> [RECORDS FOR THE EXERCISE]:
════════════════════
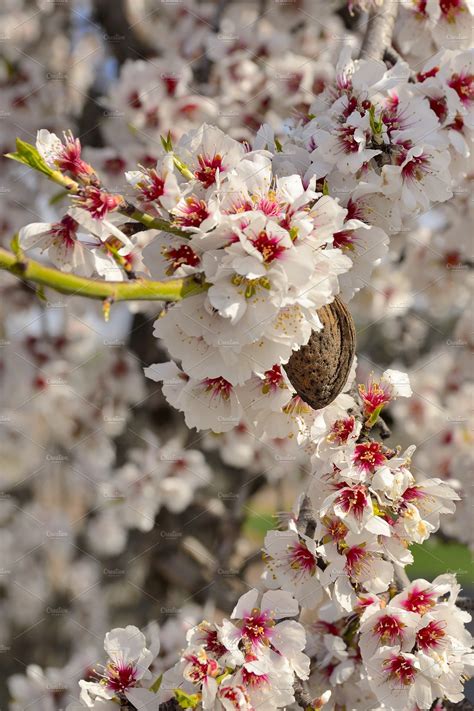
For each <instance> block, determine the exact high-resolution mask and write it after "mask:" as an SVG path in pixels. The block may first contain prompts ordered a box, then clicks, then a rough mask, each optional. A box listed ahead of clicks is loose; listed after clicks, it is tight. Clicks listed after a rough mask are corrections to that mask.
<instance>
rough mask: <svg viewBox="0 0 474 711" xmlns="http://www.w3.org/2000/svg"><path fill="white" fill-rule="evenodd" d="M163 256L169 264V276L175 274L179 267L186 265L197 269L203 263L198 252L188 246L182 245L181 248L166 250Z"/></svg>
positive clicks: (164, 251)
mask: <svg viewBox="0 0 474 711" xmlns="http://www.w3.org/2000/svg"><path fill="white" fill-rule="evenodd" d="M163 256H164V258H165V259H167V260H168V262H169V267H168V268H167V270H166V273H167V274H168V275H171V274H174V272H175V271H176V270H177V269H179V267H181V266H183V264H186V265H187V266H190V267H196V266H197V265H198V264H199V262H200V261H201V260H200V259H199V257H198V255H197V254H196V252H195V251H194V250H193V249H192V248H191V247H190V246H189V245H188V244H182V245H180V246H179V247H174V248H170V249H165V250H164V252H163Z"/></svg>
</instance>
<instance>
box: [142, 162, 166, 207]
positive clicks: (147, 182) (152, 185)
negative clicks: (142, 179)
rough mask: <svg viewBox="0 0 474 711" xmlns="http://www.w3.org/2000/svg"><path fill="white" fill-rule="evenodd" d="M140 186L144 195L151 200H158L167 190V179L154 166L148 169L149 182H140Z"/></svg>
mask: <svg viewBox="0 0 474 711" xmlns="http://www.w3.org/2000/svg"><path fill="white" fill-rule="evenodd" d="M138 186H139V188H140V190H141V192H142V195H143V197H144V198H145V199H146V200H148V201H149V202H152V201H153V200H158V199H159V198H160V197H161V196H162V195H163V194H164V192H165V181H164V180H163V178H162V177H161V176H160V175H158V173H157V172H156V170H153V168H152V169H151V170H149V171H148V180H147V182H143V183H139V184H138Z"/></svg>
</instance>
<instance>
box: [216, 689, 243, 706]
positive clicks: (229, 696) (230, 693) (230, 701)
mask: <svg viewBox="0 0 474 711" xmlns="http://www.w3.org/2000/svg"><path fill="white" fill-rule="evenodd" d="M219 697H220V698H221V699H225V700H226V701H230V702H231V704H232V707H233V708H234V709H235V710H236V711H239V709H242V708H245V706H244V704H245V703H248V701H249V699H248V696H247V693H246V691H245V689H244V687H243V686H221V687H220V688H219Z"/></svg>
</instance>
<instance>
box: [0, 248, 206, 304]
mask: <svg viewBox="0 0 474 711" xmlns="http://www.w3.org/2000/svg"><path fill="white" fill-rule="evenodd" d="M0 269H3V270H5V271H7V272H10V273H11V274H14V275H15V276H16V277H18V278H19V279H21V280H22V281H32V282H34V283H35V284H41V285H42V286H47V287H49V288H51V289H54V290H55V291H59V292H60V293H61V294H70V295H73V296H84V297H86V298H88V299H108V300H110V301H180V300H181V299H185V298H186V297H187V296H193V295H194V294H198V293H199V292H201V291H205V290H206V289H207V284H204V283H200V282H198V281H197V280H196V279H194V278H193V277H185V278H183V279H170V280H169V281H151V280H145V279H143V280H137V281H126V282H121V281H98V280H95V279H86V278H85V277H79V276H76V275H75V274H69V273H66V272H60V271H59V270H58V269H54V268H52V267H45V266H43V264H40V263H39V262H35V261H34V260H32V259H26V258H25V259H23V258H21V257H20V258H18V257H17V256H15V255H14V254H12V253H11V252H8V251H7V250H6V249H1V248H0Z"/></svg>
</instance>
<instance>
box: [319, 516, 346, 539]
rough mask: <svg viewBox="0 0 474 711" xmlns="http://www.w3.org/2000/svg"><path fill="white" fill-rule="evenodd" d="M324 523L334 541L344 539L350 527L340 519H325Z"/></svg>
mask: <svg viewBox="0 0 474 711" xmlns="http://www.w3.org/2000/svg"><path fill="white" fill-rule="evenodd" d="M324 525H325V527H326V530H327V532H328V536H330V537H331V539H332V540H333V541H343V540H344V538H345V537H346V534H347V531H348V528H347V526H346V524H345V523H344V522H343V521H341V520H340V519H338V518H334V519H329V520H327V519H324Z"/></svg>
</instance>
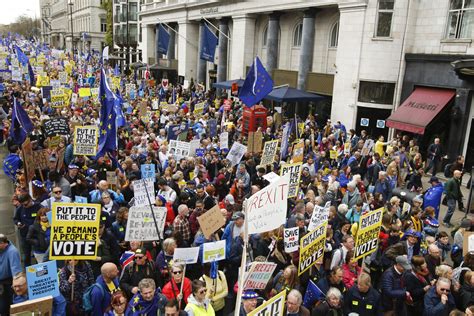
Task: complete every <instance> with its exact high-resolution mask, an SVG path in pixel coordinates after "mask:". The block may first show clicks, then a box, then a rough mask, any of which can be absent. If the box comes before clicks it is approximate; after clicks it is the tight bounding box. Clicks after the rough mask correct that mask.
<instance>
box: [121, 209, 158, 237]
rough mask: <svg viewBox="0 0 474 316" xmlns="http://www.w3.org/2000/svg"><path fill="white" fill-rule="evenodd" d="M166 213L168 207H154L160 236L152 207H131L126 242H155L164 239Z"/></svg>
mask: <svg viewBox="0 0 474 316" xmlns="http://www.w3.org/2000/svg"><path fill="white" fill-rule="evenodd" d="M166 213H167V210H166V207H158V206H155V205H153V214H154V215H155V218H156V223H157V225H158V229H159V230H160V235H159V236H158V233H157V232H156V227H155V221H154V220H153V214H152V213H151V208H150V206H149V205H147V206H133V207H131V208H130V210H129V212H128V220H127V230H126V234H125V240H126V241H132V240H137V241H154V240H160V239H162V238H163V231H164V229H165V221H166Z"/></svg>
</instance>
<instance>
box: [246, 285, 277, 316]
mask: <svg viewBox="0 0 474 316" xmlns="http://www.w3.org/2000/svg"><path fill="white" fill-rule="evenodd" d="M285 298H286V290H283V291H281V292H280V293H278V294H277V295H275V296H274V297H272V298H271V299H269V300H268V301H266V302H265V303H263V304H262V305H260V306H259V307H257V308H256V309H254V310H253V311H251V312H250V313H248V314H247V316H277V315H278V316H280V315H283V310H284V308H285Z"/></svg>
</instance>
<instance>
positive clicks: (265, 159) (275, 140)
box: [260, 140, 279, 167]
mask: <svg viewBox="0 0 474 316" xmlns="http://www.w3.org/2000/svg"><path fill="white" fill-rule="evenodd" d="M278 142H279V140H270V141H268V142H265V144H264V145H263V154H262V159H261V160H260V166H262V167H265V166H267V165H271V164H273V162H274V161H275V155H276V152H277V150H278Z"/></svg>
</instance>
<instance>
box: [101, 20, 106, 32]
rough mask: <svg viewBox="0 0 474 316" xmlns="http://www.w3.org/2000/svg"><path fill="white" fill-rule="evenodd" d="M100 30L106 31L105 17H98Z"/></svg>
mask: <svg viewBox="0 0 474 316" xmlns="http://www.w3.org/2000/svg"><path fill="white" fill-rule="evenodd" d="M100 32H101V33H105V32H107V20H106V19H105V18H100Z"/></svg>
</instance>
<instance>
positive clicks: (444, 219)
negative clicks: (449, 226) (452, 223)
mask: <svg viewBox="0 0 474 316" xmlns="http://www.w3.org/2000/svg"><path fill="white" fill-rule="evenodd" d="M455 210H456V200H455V199H448V211H447V212H446V215H445V216H444V219H443V222H444V223H446V224H450V221H451V217H453V214H454V211H455Z"/></svg>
════════════════════
> [YOUR GOAL]:
A word-for-word copy of the lines above from the one with "box: [142, 162, 166, 207]" through the one with "box: [216, 689, 243, 706]", inclusive, is the only output wanted.

> [WRITTEN SOLUTION]:
box: [142, 162, 166, 207]
positive clicks: (147, 182) (152, 185)
negative clicks: (142, 179)
rough mask: <svg viewBox="0 0 474 711" xmlns="http://www.w3.org/2000/svg"><path fill="white" fill-rule="evenodd" d="M140 186L144 195L151 200H158L167 190V179L154 166L148 169L149 182H140Z"/></svg>
mask: <svg viewBox="0 0 474 711" xmlns="http://www.w3.org/2000/svg"><path fill="white" fill-rule="evenodd" d="M138 186H139V188H140V190H141V192H142V195H143V197H144V198H145V199H146V200H148V201H149V202H152V201H153V200H158V199H159V198H160V197H161V196H162V195H163V194H164V192H165V181H164V180H163V178H162V177H161V176H160V175H158V173H157V172H156V170H153V168H152V169H151V170H149V171H148V180H147V182H143V183H139V184H138Z"/></svg>
</instance>
<instance>
box: [216, 689, 243, 706]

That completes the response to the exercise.